(TAREAS A REALIZAR)
a) Di si cada frase coincide con el texto sobre el paro: (i) más de 15 choferes fueron asesinados durante el 2025; (ii) la presidenta se ausentó 20 días; (iii) en Santiago los buses dejaron de circular. Contesta sí o no en cada caso y cita tal cual las palabras del texto que lo deciden.
b) Transcribe del texto sobre el paro todo lo que va desde "Pensé en la Latinoamérica" hasta "parece nunca detenerse.", sin cambiar nada.

(TEXTO PROPORCIONADO)
- - - -

El paro funciona como recordatorio de todo lo que hemos normalizado durante décadas. Es el retrato de una ciudad que no sabe cómo sostenerse y de un sistema que empuja a sus trabajadores a elegir entre pagar para que no los maten o aceptar el destino de una bala en su cuerpo.

Desde Santiago, sigo la transmisión como quien mira el incendio desde el otro lado del río, sin poder hacer algo. Salgo de la residencia y observo. Los buses siguen circulando y las personas avanzan sin mirarte.

El video de una señora mayor con un cartel entre los dedos y la voz rota me interrumpe: “Tenemos miedo de que nuestros hijos no lleguen. Mis hijos salen y yo tengo que rezarle a Dios para que regresen a casa. Ir al mercado me da miedo, salir me da miedo. Dina, presidenta de nadie eres”.

Pensé en los más de 15 choferes asesinados durante el 2025, en los 500 colegios extorsionados, en las más de 2 mil bodegas que cerraron por las amenazas, y en la bomba que detonaron en un albergue de perros que no pudo pagar el cupo de 20 mil soles

Pensé también en la presidenta que se ausentó 12 días para someterse a cirugías estéticas sin informar a la población peruana; en sus 15 relojes de lujo valorados en más de 70 mil dólares. Pensé en la forma en la que menospreció la protesta y minimizó el problema en televisión nacional. Pensé en sus congresistas y sus sueldos de más de 40 mil soles.

Pensé en lo que me dijo mi compañera mexicana, sobre los choferes de Ciudad de México, que recibían amenazas de extorsionadores que los presionaban a pagar. Pensé en las rutas de Barranquilla, Colombia, donde los transportistas suspendieron sus operaciones por la misma razón y porque la policía los conocía, pero no hacía nada para protegerlos.

Pensé en la Latinoamérica que no deja de sufrir bajo las garras del crimen organizado, en un continente que aún enfrenta la violencia, la impunidad y las extorsiones que afectan a todos. Pensé en cómo esta realidad ha sido un constante ciclo de sufrimiento y lucha que, a pesar de los esfuerzos, parece nunca detenerse.

Pienso en la tierra que dejé. Y hoy, lejos de casa, el pecho se me incinera esperando que algún día se apague este fuego que solo arde en las entrañas de quienes aún creemos en ese futuro apartado de la candela.

- - - -

(EXTRACTO DE DATOS)

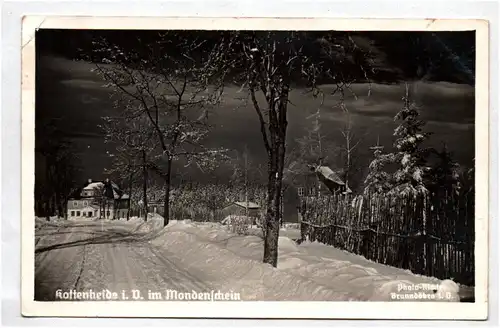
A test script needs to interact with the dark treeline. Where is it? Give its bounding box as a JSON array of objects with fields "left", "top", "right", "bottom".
[{"left": 37, "top": 29, "right": 475, "bottom": 85}]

- - - -

(RESPUESTAS)
a)
(i) Sí: “en los más de 15 choferes asesinados durante el 2025”.
(ii) No: “la presidenta que se ausentó 12 días”.
(iii) No: “Los buses siguen circulando”.

b)
Pensé en la Latinoamérica que no deja de sufrir bajo las garras del crimen organizado, en un continente que aún enfrenta la violencia, la impunidad y las extorsiones que afectan a todos. Pensé en cómo esta realidad ha sido un constante ciclo de sufrimiento y lucha que, a pesar de los esfuerzos, parece nunca detenerse.